_Work instruction_.
From the data that follows, print exactly the lines starting at the one containing "of the young" and ending at the one containing "the green plant"; include both of them and nothing more.
[Opening Records shown section]
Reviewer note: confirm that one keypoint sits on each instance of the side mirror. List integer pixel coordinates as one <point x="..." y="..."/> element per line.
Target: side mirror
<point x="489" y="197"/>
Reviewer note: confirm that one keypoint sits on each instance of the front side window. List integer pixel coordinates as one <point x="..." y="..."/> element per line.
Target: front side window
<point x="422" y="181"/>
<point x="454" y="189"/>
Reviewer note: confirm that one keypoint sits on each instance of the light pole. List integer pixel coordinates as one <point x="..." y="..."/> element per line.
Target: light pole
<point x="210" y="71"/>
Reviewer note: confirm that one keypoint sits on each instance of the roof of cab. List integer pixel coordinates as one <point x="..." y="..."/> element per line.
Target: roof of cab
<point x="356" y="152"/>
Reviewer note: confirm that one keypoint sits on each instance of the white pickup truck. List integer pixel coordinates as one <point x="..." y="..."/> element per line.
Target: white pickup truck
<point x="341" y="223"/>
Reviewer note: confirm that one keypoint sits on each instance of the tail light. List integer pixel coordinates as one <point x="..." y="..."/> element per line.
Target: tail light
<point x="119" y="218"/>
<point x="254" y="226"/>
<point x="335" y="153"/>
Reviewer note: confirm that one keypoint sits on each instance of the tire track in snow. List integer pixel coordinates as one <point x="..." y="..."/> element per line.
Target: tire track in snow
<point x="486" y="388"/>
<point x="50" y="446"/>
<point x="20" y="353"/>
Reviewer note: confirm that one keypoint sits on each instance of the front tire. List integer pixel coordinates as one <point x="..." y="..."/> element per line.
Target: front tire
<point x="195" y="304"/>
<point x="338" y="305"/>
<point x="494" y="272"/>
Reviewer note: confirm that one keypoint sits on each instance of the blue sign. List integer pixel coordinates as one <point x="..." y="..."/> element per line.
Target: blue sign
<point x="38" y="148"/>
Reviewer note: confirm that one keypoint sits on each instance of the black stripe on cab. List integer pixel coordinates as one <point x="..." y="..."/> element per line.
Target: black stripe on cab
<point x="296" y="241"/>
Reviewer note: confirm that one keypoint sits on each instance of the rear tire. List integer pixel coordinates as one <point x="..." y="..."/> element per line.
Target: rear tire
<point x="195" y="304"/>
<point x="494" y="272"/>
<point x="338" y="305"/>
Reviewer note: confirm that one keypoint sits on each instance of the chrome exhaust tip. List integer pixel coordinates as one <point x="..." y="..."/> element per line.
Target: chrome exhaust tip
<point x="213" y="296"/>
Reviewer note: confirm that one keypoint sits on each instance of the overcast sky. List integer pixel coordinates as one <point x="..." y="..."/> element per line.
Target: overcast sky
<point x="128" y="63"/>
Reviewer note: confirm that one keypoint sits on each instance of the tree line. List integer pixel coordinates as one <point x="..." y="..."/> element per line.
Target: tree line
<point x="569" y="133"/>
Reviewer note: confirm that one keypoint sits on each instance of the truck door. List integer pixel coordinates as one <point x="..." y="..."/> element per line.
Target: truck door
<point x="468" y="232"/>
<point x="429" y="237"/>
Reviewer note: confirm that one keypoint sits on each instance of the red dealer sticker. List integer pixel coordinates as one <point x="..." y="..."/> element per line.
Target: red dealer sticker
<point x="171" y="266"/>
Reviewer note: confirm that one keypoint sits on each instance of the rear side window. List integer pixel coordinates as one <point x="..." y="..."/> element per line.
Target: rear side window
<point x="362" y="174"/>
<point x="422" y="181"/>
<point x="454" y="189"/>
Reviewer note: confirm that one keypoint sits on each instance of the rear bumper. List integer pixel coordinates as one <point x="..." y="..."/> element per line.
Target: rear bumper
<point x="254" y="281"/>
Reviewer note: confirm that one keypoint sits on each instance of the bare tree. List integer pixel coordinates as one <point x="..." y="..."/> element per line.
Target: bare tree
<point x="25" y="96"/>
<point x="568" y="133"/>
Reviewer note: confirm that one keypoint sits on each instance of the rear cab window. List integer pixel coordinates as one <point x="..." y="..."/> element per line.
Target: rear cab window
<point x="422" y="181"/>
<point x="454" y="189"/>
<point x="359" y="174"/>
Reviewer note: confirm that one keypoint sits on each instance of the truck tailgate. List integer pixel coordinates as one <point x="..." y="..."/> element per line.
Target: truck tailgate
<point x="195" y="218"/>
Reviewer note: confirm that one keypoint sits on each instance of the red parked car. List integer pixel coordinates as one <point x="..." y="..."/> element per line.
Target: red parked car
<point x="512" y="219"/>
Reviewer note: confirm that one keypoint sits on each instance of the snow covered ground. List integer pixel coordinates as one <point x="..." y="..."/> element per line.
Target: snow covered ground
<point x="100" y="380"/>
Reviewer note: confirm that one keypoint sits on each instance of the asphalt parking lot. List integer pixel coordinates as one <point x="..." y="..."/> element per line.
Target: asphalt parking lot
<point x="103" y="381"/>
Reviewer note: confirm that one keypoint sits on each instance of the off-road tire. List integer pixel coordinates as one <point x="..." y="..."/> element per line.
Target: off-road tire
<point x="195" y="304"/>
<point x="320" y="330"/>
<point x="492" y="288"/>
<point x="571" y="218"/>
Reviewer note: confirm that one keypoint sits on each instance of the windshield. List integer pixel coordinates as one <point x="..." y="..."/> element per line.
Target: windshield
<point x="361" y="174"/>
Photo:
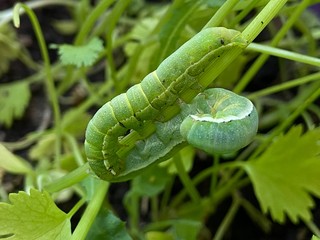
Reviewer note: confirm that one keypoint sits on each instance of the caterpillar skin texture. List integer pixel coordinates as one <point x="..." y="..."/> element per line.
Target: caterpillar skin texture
<point x="169" y="136"/>
<point x="146" y="101"/>
<point x="225" y="122"/>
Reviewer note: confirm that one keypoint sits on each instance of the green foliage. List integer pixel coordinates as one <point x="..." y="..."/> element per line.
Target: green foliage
<point x="108" y="226"/>
<point x="33" y="216"/>
<point x="286" y="173"/>
<point x="13" y="163"/>
<point x="80" y="56"/>
<point x="115" y="45"/>
<point x="9" y="47"/>
<point x="14" y="99"/>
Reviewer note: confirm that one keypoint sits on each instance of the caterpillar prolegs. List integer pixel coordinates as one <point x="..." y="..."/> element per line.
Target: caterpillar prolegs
<point x="146" y="101"/>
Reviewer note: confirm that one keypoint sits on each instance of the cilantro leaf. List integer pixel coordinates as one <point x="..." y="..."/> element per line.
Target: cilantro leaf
<point x="13" y="163"/>
<point x="287" y="173"/>
<point x="33" y="216"/>
<point x="79" y="56"/>
<point x="14" y="99"/>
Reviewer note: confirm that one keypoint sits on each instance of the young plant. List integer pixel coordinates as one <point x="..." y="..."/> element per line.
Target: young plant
<point x="140" y="135"/>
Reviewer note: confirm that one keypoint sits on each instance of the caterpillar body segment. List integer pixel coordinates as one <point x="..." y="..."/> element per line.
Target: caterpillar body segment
<point x="146" y="101"/>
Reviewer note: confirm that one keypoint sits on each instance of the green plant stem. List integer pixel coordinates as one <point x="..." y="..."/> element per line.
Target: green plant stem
<point x="224" y="226"/>
<point x="75" y="149"/>
<point x="76" y="207"/>
<point x="184" y="177"/>
<point x="284" y="54"/>
<point x="218" y="193"/>
<point x="91" y="212"/>
<point x="284" y="86"/>
<point x="221" y="14"/>
<point x="112" y="21"/>
<point x="214" y="176"/>
<point x="91" y="19"/>
<point x="251" y="32"/>
<point x="244" y="12"/>
<point x="7" y="15"/>
<point x="68" y="180"/>
<point x="47" y="65"/>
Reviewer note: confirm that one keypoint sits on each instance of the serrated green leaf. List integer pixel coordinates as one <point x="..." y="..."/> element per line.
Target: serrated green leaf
<point x="150" y="182"/>
<point x="153" y="235"/>
<point x="108" y="226"/>
<point x="186" y="229"/>
<point x="13" y="163"/>
<point x="187" y="157"/>
<point x="79" y="56"/>
<point x="286" y="174"/>
<point x="33" y="216"/>
<point x="14" y="99"/>
<point x="44" y="147"/>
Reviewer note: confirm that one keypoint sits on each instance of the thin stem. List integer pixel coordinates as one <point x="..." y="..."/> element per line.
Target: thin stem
<point x="313" y="228"/>
<point x="224" y="226"/>
<point x="289" y="120"/>
<point x="214" y="176"/>
<point x="68" y="180"/>
<point x="220" y="15"/>
<point x="91" y="19"/>
<point x="47" y="65"/>
<point x="284" y="86"/>
<point x="194" y="194"/>
<point x="91" y="212"/>
<point x="284" y="54"/>
<point x="250" y="33"/>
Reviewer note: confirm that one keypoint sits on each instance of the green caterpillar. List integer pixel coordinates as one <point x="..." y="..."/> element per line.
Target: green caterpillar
<point x="146" y="101"/>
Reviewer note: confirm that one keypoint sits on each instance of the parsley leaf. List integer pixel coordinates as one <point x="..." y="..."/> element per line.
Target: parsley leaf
<point x="14" y="99"/>
<point x="13" y="163"/>
<point x="79" y="56"/>
<point x="33" y="216"/>
<point x="287" y="173"/>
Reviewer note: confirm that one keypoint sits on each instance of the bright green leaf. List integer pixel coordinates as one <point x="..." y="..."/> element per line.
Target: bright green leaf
<point x="186" y="229"/>
<point x="150" y="182"/>
<point x="33" y="216"/>
<point x="14" y="99"/>
<point x="153" y="235"/>
<point x="44" y="147"/>
<point x="187" y="157"/>
<point x="287" y="173"/>
<point x="12" y="163"/>
<point x="79" y="56"/>
<point x="108" y="226"/>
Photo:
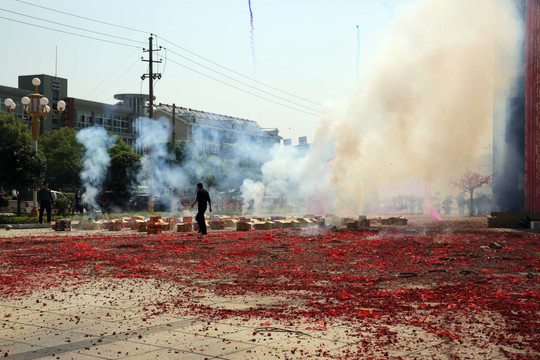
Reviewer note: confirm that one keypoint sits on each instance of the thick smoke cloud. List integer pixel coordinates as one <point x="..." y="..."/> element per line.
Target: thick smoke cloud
<point x="96" y="161"/>
<point x="156" y="170"/>
<point x="426" y="109"/>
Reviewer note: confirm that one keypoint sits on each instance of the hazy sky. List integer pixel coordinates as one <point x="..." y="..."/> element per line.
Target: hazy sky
<point x="307" y="48"/>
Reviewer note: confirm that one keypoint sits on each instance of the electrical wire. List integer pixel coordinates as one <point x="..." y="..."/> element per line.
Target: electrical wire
<point x="82" y="17"/>
<point x="188" y="51"/>
<point x="111" y="74"/>
<point x="177" y="46"/>
<point x="245" y="91"/>
<point x="71" y="26"/>
<point x="240" y="74"/>
<point x="245" y="84"/>
<point x="69" y="33"/>
<point x="122" y="75"/>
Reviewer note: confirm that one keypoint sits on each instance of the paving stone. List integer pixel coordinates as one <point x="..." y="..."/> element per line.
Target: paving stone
<point x="193" y="343"/>
<point x="115" y="350"/>
<point x="18" y="350"/>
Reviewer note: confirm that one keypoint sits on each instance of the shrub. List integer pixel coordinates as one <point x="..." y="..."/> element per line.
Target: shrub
<point x="12" y="219"/>
<point x="62" y="207"/>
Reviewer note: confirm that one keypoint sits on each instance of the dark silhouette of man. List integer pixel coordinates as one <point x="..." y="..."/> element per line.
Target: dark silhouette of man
<point x="202" y="198"/>
<point x="45" y="201"/>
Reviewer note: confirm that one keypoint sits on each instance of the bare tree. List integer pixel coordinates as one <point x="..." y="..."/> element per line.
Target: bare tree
<point x="470" y="181"/>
[Closing Records shown section]
_Answer to this task_.
Reviewer note: confirm that one keypoint sits on each instance of the young plant. List integer pixel coordinates as one <point x="..." y="..."/> element per line.
Target: young plant
<point x="140" y="135"/>
Reviewer note: confirm that one keypoint sits on each instance of the caterpillar body segment. List integer pixel coordinates as one <point x="..." y="..."/> element per line.
Target: caterpillar body segment
<point x="146" y="101"/>
Reviewer note: confirm that one keypoint sits on each instance of the green plant stem. List integer pixel coordinates as one <point x="..." y="..."/> element per line.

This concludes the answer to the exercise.